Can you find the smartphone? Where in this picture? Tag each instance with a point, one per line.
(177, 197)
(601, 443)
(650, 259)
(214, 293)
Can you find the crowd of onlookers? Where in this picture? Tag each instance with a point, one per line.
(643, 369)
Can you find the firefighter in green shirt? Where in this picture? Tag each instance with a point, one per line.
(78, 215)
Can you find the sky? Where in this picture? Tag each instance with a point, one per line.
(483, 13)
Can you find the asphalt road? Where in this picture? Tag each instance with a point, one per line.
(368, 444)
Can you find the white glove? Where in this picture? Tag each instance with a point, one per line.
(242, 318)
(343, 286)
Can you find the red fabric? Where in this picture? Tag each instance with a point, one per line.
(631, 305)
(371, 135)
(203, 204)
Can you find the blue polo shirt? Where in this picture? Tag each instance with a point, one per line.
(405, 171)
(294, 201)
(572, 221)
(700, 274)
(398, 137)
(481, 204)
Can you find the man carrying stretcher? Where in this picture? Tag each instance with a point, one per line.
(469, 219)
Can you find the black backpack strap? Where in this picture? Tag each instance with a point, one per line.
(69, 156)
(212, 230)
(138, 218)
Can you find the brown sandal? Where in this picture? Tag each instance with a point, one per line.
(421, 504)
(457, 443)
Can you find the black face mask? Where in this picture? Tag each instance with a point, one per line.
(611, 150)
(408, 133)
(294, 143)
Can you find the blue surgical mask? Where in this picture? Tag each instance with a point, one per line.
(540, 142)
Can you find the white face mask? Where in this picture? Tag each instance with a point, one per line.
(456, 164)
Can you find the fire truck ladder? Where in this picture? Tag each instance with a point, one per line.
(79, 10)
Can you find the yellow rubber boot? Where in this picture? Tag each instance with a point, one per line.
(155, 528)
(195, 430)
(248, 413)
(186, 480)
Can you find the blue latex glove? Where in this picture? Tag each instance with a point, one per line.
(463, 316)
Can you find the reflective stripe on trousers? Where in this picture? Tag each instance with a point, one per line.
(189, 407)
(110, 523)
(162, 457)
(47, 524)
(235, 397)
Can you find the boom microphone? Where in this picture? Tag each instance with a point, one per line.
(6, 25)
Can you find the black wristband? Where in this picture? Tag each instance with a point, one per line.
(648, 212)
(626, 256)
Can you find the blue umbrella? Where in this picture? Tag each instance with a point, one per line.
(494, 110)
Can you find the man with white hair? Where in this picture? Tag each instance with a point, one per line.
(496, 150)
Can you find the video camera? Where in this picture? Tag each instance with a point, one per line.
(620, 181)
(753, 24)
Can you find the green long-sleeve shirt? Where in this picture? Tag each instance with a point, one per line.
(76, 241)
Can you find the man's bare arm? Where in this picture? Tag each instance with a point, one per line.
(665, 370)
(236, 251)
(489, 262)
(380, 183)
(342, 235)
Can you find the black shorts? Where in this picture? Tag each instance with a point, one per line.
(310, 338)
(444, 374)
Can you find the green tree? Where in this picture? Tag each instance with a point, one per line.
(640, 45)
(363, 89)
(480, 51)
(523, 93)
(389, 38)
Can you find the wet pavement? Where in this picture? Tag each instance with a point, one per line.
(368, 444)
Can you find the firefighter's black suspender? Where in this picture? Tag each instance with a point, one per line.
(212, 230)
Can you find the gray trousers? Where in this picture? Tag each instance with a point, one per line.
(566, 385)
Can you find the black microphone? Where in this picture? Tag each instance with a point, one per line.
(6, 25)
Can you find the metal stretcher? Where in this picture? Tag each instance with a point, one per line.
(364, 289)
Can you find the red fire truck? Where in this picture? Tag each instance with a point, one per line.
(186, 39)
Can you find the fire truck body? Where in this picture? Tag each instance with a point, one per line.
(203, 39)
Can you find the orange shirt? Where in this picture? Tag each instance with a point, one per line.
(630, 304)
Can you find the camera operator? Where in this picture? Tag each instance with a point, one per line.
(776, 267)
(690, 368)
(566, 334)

*****

## [Task requirements]
Retype the listing above in full, with no alterations.

## [Exercise answer]
Can you find the smartphone? Where in this picture? Tag each instance with a point, one per line.
(177, 197)
(601, 443)
(650, 259)
(214, 293)
Can you find the crowd of onlookers? Where in this picture? Tag each instance with a point, one per line.
(643, 369)
Can you find the firefighter in green shirt? Where in this picture? Tag each instance with a point, one per line.
(78, 215)
Can you find the sky? Where in this picture? Tag each instance with a point, one per line.
(483, 13)
Can you find the asphalt road? Where in this picture? Tag each instance with a point, one per line.
(368, 444)
Can you find the white glove? Where in this picture? Tag each instance with a point, one per line.
(242, 318)
(343, 286)
Can you find the red fabric? Where in this picture? Tag each instance with a point, one per line.
(631, 305)
(371, 135)
(203, 204)
Can you find the blue polo shirt? Where in this picture? Tag each instance with a point, one per line.
(405, 171)
(294, 201)
(572, 221)
(700, 274)
(398, 137)
(481, 204)
Can you find the man carrying stretcher? Where in this picture? Tag each instance with a point, one per line.
(469, 219)
Can you find the black backpack strap? Where in this picture? Tag each instance with a point, one per line.
(69, 156)
(212, 230)
(138, 218)
Can you find the brown sandal? Where in this picture? Tag each instance with a point, one per line.
(421, 504)
(457, 443)
Can you find the black face mask? Where in this picture? Tag each instance with a point, one per line.
(611, 150)
(408, 133)
(294, 143)
Can you find the blue surgical mask? Where in this picture? Tag each instance with a point, one per line.
(540, 142)
Can you find the white face mask? Where in this picture? Tag each instance with a point, one per line.
(456, 164)
Can you find the fire truck ladder? Where in this picture? Tag each instance with a point, one per line.
(79, 10)
Can you find the yellow rubber boot? Where in this picture? Tag each instance with a point, one per line.
(155, 528)
(195, 430)
(248, 413)
(186, 480)
Can you find the blue latex glove? Where in this picture? Tag each instance with a point, one per line.
(463, 316)
Can you find the reflective stripe on trousers? Where in this picture? Tag each instance with a point, one per line.
(189, 407)
(110, 523)
(162, 457)
(47, 524)
(235, 397)
Can you find the boom microphone? Where in this picture? Tag each instance with a point, one per line.
(6, 25)
Can you find the black wristband? Where in this picture? Tag each instance with a point, one per line.
(648, 212)
(626, 256)
Can you find the blue umbrella? Where in this picture? Tag each instance with a point, one per line.
(494, 110)
Can you find the man with white hair? Where in this picture? Tag each instance with a point, one per line.
(496, 150)
Can you find the video camera? Where in this picture? Tag each instance with a point, one per line.
(620, 181)
(753, 24)
Can you find the green long-sleeve shirt? Where in this picture? Tag each instance with a point, one per line.
(76, 241)
Can you find the man's bare arm? Where in this picture? Tag each instance with a point, one per line.
(665, 370)
(236, 251)
(489, 262)
(380, 183)
(342, 235)
Can you find the black shorts? Where in this picture? Tag each instance with a point, one per line.
(310, 338)
(444, 374)
Can you find the green tree? Where in this picture? Tag each instance with a point, one per line.
(640, 45)
(363, 89)
(480, 51)
(523, 93)
(389, 38)
Can you find the wet pavement? Where in this picture? Tag each instance with a point, one per line.
(368, 444)
Can you find the firefighter's black suspender? Where in this picture? Tag each instance with a point, one per line.
(212, 230)
Can you find the gray trousers? Where in this picture? Tag each instance with a point, one per line.
(566, 385)
Can you find the black microphone? Where in this picture? Tag each instance with a point, one per line.
(6, 25)
Can you find the metal stretcher? Where in this picture? Tag each instance with a point, one per line.
(364, 289)
Can you find the red fire truck? Where in this picture? Tag each instance with a point, one per line.
(186, 39)
Can you find the fire truck body? Where in this picture? Tag each instance with a point, one per line.
(203, 39)
Can you find the orange shirt? Where in this picture? Tag each instance with a point, one per line.
(630, 304)
Can you find the camera operator? Where in this picture? Tag each instance with a point, one per line.
(776, 267)
(690, 368)
(566, 334)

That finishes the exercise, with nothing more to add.